**SOURCE DATA**

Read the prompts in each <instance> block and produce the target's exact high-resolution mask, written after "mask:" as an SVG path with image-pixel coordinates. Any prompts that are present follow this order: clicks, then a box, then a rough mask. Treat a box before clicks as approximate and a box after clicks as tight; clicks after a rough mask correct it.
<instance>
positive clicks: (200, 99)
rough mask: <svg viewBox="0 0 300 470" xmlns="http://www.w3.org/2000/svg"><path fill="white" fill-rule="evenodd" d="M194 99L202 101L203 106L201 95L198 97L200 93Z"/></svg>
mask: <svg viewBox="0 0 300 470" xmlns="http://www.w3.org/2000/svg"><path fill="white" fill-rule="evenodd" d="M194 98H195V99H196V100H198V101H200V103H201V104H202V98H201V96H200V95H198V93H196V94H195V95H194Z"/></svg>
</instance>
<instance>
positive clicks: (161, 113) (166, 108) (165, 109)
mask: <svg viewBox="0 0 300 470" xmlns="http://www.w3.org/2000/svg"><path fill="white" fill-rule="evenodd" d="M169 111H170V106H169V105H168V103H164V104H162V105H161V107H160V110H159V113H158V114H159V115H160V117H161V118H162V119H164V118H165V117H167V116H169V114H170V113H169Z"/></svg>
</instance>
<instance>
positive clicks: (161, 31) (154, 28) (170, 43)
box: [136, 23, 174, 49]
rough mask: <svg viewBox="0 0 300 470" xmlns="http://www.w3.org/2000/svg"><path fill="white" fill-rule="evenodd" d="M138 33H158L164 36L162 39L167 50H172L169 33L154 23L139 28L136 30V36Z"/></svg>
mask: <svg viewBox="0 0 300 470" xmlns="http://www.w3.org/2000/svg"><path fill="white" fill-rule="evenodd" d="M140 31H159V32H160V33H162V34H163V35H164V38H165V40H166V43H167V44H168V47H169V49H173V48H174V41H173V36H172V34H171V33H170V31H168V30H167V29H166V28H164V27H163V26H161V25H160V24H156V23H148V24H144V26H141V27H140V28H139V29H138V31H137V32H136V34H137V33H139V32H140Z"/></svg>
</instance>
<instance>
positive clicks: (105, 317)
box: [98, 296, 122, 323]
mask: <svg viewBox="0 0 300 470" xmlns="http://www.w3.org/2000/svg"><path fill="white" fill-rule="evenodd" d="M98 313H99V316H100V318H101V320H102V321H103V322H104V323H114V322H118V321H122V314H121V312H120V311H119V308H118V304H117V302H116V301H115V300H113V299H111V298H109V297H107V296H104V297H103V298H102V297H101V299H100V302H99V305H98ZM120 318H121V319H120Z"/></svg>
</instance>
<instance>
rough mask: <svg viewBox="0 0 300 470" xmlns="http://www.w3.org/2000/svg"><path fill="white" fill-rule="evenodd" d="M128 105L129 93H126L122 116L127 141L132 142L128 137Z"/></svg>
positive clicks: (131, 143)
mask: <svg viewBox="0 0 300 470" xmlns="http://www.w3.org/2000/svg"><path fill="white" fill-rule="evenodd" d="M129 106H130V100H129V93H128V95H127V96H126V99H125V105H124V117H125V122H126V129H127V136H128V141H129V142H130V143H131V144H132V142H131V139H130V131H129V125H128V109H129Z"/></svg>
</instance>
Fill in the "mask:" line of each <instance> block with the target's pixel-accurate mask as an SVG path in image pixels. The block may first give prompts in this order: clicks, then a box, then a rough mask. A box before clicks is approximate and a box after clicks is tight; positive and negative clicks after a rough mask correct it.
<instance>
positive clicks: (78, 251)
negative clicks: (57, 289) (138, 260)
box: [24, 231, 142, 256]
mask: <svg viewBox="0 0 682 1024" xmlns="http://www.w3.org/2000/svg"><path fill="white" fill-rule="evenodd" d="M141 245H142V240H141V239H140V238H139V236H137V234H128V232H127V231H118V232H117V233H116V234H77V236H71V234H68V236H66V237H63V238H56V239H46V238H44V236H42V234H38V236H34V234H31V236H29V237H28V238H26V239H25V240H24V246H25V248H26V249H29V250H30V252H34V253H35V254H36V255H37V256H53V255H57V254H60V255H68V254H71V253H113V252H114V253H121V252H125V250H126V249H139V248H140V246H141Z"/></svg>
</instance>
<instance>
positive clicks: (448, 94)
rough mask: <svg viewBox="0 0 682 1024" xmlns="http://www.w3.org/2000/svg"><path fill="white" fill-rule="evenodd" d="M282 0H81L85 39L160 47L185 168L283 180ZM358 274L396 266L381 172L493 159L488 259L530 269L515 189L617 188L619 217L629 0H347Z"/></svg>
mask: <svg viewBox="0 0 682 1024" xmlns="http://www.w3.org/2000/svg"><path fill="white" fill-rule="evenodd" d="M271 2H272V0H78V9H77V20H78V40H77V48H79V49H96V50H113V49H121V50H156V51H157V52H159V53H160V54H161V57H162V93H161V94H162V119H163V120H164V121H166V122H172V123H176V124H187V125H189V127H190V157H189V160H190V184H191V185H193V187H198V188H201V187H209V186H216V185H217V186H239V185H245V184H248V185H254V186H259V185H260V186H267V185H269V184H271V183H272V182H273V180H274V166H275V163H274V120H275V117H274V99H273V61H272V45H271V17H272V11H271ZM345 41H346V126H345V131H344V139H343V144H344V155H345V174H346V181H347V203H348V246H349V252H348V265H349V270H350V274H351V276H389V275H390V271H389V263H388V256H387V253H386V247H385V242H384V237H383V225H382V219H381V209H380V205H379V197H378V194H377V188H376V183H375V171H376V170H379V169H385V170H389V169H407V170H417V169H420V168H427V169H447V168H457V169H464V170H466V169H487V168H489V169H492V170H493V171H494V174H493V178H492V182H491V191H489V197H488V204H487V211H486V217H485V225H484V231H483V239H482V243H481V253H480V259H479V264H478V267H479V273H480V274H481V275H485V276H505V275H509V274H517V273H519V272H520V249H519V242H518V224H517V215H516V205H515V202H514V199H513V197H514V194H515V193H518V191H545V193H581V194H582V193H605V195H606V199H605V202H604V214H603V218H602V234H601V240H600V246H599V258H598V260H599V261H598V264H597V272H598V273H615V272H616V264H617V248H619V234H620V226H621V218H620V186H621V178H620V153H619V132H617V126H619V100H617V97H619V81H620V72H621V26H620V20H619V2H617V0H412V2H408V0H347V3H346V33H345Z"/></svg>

**HOW TO COMPLETE THIS TASK**
Take from the material above the lines running from the one with "box: [98, 296, 122, 323]" through the one with "positive clicks: (448, 94)", and repeat them exactly, with nothing else.

**SOLUTION**
box: [98, 296, 122, 323]
mask: <svg viewBox="0 0 300 470" xmlns="http://www.w3.org/2000/svg"><path fill="white" fill-rule="evenodd" d="M98 313H99V316H100V318H101V320H102V321H103V322H104V323H114V322H118V321H122V314H121V312H120V311H119V308H118V304H117V302H116V301H115V300H113V299H111V298H109V297H107V296H104V297H103V298H102V297H101V299H100V302H99V305H98ZM120 318H121V319H120Z"/></svg>
</instance>
<instance>
rough mask: <svg viewBox="0 0 300 470" xmlns="http://www.w3.org/2000/svg"><path fill="white" fill-rule="evenodd" d="M128 105L129 93H126L122 116L127 141L132 142L128 137Z"/></svg>
positive clicks: (131, 143)
mask: <svg viewBox="0 0 300 470" xmlns="http://www.w3.org/2000/svg"><path fill="white" fill-rule="evenodd" d="M129 106H130V100H129V93H128V95H127V96H126V99H125V105H124V117H125V122H126V129H127V136H128V141H129V142H130V143H131V144H132V142H131V139H130V131H129V125H128V109H129Z"/></svg>
</instance>
Fill in the "mask:" line of each <instance> block with the target's pixel-accurate mask as an SVG path in image pixels. The block may first give prompts in this order: clicks, then a box, then a rough mask. A box before clicks is approximate and a box after clicks is tight; positive and negative clicks after a rough mask correct it.
<instance>
positive clicks: (78, 251)
negative clicks: (57, 289) (138, 260)
box: [24, 231, 142, 256]
mask: <svg viewBox="0 0 682 1024" xmlns="http://www.w3.org/2000/svg"><path fill="white" fill-rule="evenodd" d="M141 245H142V240H141V239H140V238H139V236H137V234H128V232H127V231H118V232H117V233H116V234H77V236H71V234H68V236H66V237H63V238H56V239H46V238H44V236H42V234H38V236H34V234H31V236H29V237H28V238H26V239H25V240H24V246H25V248H26V249H29V250H30V252H34V253H35V254H36V255H37V256H53V255H57V254H60V255H68V254H71V253H113V252H114V253H121V252H125V250H126V249H139V248H140V246H141Z"/></svg>
</instance>
<instance>
positive clicks: (448, 94)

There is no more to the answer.